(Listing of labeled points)
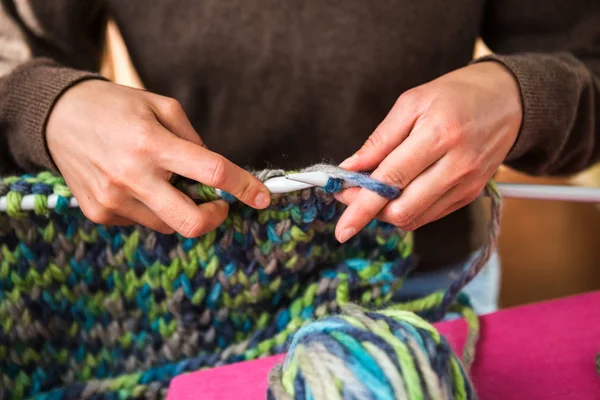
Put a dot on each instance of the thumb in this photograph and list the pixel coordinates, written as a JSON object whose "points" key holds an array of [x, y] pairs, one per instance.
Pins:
{"points": [[390, 133]]}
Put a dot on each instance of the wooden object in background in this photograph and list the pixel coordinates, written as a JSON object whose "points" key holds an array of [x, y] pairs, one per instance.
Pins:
{"points": [[548, 249]]}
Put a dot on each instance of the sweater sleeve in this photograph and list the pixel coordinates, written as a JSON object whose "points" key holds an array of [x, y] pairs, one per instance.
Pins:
{"points": [[552, 47], [36, 67]]}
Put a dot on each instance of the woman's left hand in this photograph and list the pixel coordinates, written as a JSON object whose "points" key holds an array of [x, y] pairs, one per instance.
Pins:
{"points": [[441, 143]]}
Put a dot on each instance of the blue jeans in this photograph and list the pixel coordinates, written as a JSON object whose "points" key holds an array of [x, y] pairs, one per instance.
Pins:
{"points": [[483, 290]]}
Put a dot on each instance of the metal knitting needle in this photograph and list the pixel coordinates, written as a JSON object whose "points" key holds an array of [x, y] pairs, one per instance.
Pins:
{"points": [[507, 190], [305, 180]]}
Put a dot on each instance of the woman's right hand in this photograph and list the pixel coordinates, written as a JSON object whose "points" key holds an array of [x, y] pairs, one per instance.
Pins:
{"points": [[117, 149]]}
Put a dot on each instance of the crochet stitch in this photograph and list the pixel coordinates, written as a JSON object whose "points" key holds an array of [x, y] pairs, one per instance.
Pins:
{"points": [[102, 312]]}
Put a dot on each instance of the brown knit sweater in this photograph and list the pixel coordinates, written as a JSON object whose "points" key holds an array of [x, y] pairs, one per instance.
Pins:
{"points": [[289, 82]]}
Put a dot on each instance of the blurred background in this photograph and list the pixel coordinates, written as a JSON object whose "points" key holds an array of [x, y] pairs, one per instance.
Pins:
{"points": [[548, 249]]}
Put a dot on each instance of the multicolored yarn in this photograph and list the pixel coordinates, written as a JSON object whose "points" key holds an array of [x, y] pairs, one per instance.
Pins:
{"points": [[387, 354], [91, 311]]}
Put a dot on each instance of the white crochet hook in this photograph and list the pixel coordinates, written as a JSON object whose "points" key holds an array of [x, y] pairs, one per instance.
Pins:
{"points": [[306, 180], [507, 190]]}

Exercise: Please reproduce the listing above with every "Put a dot on" changed to "Place a marker on", keeping everything else identical and leaving out the pictures.

Finished task:
Place a marker on each instance of the thumb in this photograph and list the pixel coordinates, written as a JSON object whose "points" key holds an array of [x, y] pairs, one per instance.
Pins:
{"points": [[390, 133]]}
Place a marker on each instance of the wooden object in background in this photograph and list the pixel coordinates, written as a JSON object whose "points" key holds an array of [x, y] pairs, one per instance.
Pins:
{"points": [[548, 249]]}
Place a marker on each instance of the sweater sleeve in this photograph and list the pixel coordinates, written as a JSON object whose "points" key holds an array of [x, y] pairs, one per instance.
Pins:
{"points": [[552, 47], [36, 67]]}
Place a marker on each instance of the woman's left hand in this photograph and list the pixel coordinates, written as a JSON object whose "points" key holds an array of [x, y] pairs, one per instance.
Pins:
{"points": [[441, 143]]}
Place a marker on each instance of the blue jeans in this photograph and list the pixel coordinates, written as a JSON object whose "points" key holds an array of [x, y] pairs, one per instance.
Pins:
{"points": [[483, 290]]}
Place a marker on each instance of the metal knitting needle in this photograph and list the pixel coordinates, written as a JSON object whose "points" key holds an array of [x, y] pairs, one per instance.
Pins:
{"points": [[507, 190], [305, 180]]}
Place a marker on each instance of the woman's right hand in this photograph and list the pixel coordinates, written as a JSON object whose "points" key holds an array of [x, y] pairs, one per instance.
Pins:
{"points": [[117, 149]]}
Place a marker on each instance of the crochet stitch in this photograph and list the pixel coordinates, written as a JSON object whose "points" key holds an array of [x, y] pairs, one per instance.
Pins:
{"points": [[102, 312]]}
Place a marker on each instance of the brown knit sweater in this photograph and list the pixel coordinates, written as a JSON object whose "points" key holds an array of [x, y] pairs, one per instance.
Pins:
{"points": [[289, 82]]}
Place a marker on each instance of the blurred background in this photograph and list the pixel coordinates, written as a JSON object whose "points" key holds an array of [x, y] pairs, one per instance.
Pins:
{"points": [[548, 249]]}
Place a marker on each instance of the multicolored yarn in this photograph and list the pixel coordinates, written as a JSON object whose "points" key holds an array of [x, y] pairs, one per instance.
Pins:
{"points": [[387, 354], [91, 311]]}
Place a marker on each instance of the white crochet hook in this photograph and list the pixel coordinates, written as a JSON object whose "points" key holds an array of [x, y] pairs, one per instance.
Pins:
{"points": [[306, 180], [507, 190]]}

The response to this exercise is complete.